SHORT TASK 1 ▸
Decide whether each statement below agrees with the text on beamforming from distributed arrays. Answer yes or no for each, and quote the deciding words of the text.
(a) The toy example places 80 antennas along the sides of a square.
(b) In the toy example, the antennas transmit sinusoids with different powers.
(c) The coherent combination occurs in a circular region roughly one wavelength in diameter.
SHORT TASK 2 ▸ Render this sentence from the text on beamforming from distributed arrays in French: "The basic idea is to have many distributed antennas that are transmitting phase-coherently to the receiving user."

--- TEXT BLOCK ---

Beamforming From Distributed Arrays

When an antenna array is used to focus a transmitted signal on a receiver, we call this beamforming (or precoding) and we usually illustrate it as shown to the right. This cartoonish illustration is only applicable when the antennas are gathered in a compact array and there is a line-of-sight channel to the receiver.

If we want to deploy very many antennas, as in Massive MIMO, it might be preferable to distribute the antennas over a larger area. One such deployment concept is called Cell-free Massive MIMO. The basic idea is to have many distributed antennas that are transmitting phase-coherently to the receiving user. In other words, the antennas’ signal components add constructively at the location of the user, just as when using a compact array for beamforming. It is therefore convenient to call it beamforming in both cases—algorithmically it is the same thing!

The question is: How can we illustrate the beamforming effect when using a distributed array?

The figure below shows how to do it. I consider a toy example with 80 star-marked antennas deployed along the sides of a square and these antennas are transmitting sinusoids with equal power, but different phases. The phases are selected to make the 80 sine-components phase-aligned at one particular point in space (where the receiving user is supposed to be):

Clearly, the “beamforming” from a distributed array does not give rise to a concentrated signal beam, but the signal amplification is confined to a small spatial region (where the color is blue and the values on the vertical axis are close to one). This is where the signal components from all the antennas are coherently combined. There are minor fluctuations in channel gain at other places, but the general trend is that the components are non-coherently combined everywhere except at the receiving user. (Roughly the same will happen in a rich multipath channel, even if a compact array is used for transmission.)

By looking at a two-dimensional version of the figure (see below), we can see that the coherent combination occurs in a circular region that is roughly half a wavelength in diameter. At the carrier frequencies used for cellular networks, this region will only be a few centimeters or millimeters wide. It is almost magical how this distributed array can amplify the signal at such a tiny spatial region! This spatial region is probably what the company Artemis is calling a personal cell (pCell) when marketing their distributed MIMO solution.

If you are into the details, you might wonder why I simulated a square region that is only a few wavelengths wide, and why the antenna spacing is only a quarter of a wavelength. This assumption was only made for illustrative purposes. If the physical antenna locations are fixed but we would reduce the wavelength, the size of the circular region will reduce and the ripples will be more frequent. Hence, we would need to compute the channel gain at many more spatial sample points to produce a smooth plot.

Reproduce the results: The code that was used to produce the plots can be downloaded from my GitHub.

7 thoughts on “Beamforming From Distributed Arrays”

  1. Great Post!
    I ran the code in Octave, except the “parula” colormap, it worked fine.

    I replaced “parula” by “viridis”.

--- PROVIDED MATERIAL ---

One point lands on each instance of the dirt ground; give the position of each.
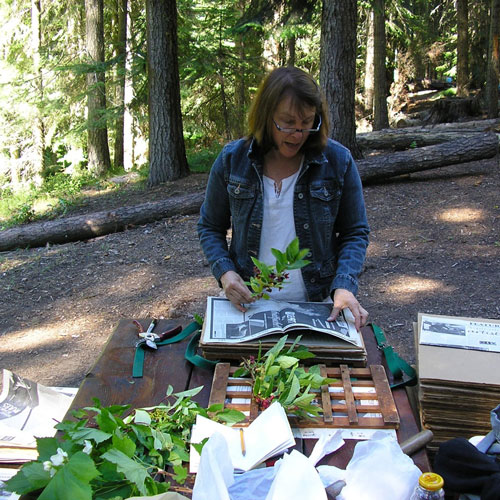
(435, 247)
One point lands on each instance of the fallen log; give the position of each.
(406, 138)
(82, 227)
(380, 167)
(476, 147)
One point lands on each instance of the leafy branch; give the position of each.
(103, 454)
(268, 277)
(277, 376)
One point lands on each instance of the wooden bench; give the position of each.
(110, 380)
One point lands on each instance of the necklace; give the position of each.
(277, 188)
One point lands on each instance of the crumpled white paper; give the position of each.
(378, 470)
(293, 477)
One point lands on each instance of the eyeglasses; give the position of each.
(286, 130)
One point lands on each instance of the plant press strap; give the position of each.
(396, 365)
(137, 369)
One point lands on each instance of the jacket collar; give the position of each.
(255, 154)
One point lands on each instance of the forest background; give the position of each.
(99, 90)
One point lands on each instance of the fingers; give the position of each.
(344, 299)
(235, 290)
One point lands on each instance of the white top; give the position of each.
(278, 230)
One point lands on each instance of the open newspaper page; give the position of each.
(225, 324)
(28, 410)
(465, 333)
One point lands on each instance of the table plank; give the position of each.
(110, 379)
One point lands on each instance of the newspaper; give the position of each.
(28, 410)
(225, 324)
(465, 333)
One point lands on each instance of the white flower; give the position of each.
(88, 447)
(59, 458)
(49, 467)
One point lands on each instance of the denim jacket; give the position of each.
(328, 209)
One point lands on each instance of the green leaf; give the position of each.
(240, 372)
(72, 480)
(189, 393)
(294, 390)
(286, 362)
(133, 471)
(273, 370)
(31, 477)
(124, 444)
(86, 433)
(180, 474)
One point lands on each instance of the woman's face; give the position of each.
(289, 116)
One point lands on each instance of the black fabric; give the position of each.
(467, 470)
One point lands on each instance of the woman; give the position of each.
(287, 179)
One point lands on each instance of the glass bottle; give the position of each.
(429, 487)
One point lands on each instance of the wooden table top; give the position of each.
(110, 380)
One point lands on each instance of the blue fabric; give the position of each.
(329, 213)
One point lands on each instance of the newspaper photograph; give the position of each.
(464, 333)
(28, 410)
(228, 325)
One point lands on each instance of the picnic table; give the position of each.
(110, 380)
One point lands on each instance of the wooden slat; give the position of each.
(344, 408)
(385, 399)
(219, 384)
(326, 402)
(348, 395)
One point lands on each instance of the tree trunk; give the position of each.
(414, 160)
(369, 82)
(121, 54)
(167, 154)
(338, 69)
(380, 116)
(38, 129)
(87, 226)
(98, 149)
(462, 48)
(379, 168)
(493, 61)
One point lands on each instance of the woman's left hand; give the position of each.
(345, 299)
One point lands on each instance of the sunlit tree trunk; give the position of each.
(462, 48)
(369, 83)
(121, 54)
(338, 68)
(493, 61)
(98, 149)
(380, 116)
(38, 164)
(167, 154)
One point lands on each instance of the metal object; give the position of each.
(417, 442)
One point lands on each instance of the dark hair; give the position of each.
(282, 82)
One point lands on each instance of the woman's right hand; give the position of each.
(236, 291)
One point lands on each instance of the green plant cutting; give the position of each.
(104, 455)
(268, 277)
(277, 376)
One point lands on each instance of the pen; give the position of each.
(242, 441)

---

FULL OUTPUT 1 ▸
(a) Yes: "80 star-marked antennas deployed along the sides of a square"
(b) No: "transmitting sinusoids with equal power, but different phases"
(c) No: "a circular region that is roughly half a wavelength in diameter"

FULL OUTPUT 2 ▸ L'idée de base est de disposer de nombreuses antennes distribuées qui émettent de manière cohérente en phase vers l'utilisateur récepteur.